[Data entries]
━━━━━━━━

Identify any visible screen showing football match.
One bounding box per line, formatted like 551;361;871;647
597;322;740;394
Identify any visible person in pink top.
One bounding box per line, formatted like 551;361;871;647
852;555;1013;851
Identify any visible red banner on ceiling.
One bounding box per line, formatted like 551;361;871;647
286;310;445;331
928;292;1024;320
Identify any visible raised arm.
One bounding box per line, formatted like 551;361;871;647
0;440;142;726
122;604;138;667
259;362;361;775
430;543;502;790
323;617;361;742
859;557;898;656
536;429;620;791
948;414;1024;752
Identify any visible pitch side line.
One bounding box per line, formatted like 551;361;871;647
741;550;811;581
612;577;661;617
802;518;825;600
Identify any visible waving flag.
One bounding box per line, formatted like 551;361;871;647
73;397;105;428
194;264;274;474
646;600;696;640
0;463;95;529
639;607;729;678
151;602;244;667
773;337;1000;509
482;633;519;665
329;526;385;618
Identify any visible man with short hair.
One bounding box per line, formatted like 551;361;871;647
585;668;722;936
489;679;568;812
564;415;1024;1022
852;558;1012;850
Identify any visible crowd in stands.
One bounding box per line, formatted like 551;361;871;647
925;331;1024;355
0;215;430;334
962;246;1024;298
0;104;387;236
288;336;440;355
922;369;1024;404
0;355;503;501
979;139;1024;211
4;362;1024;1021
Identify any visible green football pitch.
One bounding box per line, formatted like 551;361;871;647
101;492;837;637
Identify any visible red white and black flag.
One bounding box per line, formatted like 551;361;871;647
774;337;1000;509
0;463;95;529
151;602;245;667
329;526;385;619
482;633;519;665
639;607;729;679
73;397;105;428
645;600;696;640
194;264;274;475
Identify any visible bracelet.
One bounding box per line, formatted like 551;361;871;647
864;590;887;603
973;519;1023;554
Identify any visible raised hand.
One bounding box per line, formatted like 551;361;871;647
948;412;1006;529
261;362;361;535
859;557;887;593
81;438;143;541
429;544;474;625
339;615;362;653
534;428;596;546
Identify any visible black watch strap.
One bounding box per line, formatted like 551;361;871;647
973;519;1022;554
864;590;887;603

━━━━━━━━

## WHAT NEEDS TO BE DONE
In the entries above, find each line containing the string "pitch" and copy it.

## ANSWER SECTION
Identify any visible pitch side line.
Identify any visible green football pitch.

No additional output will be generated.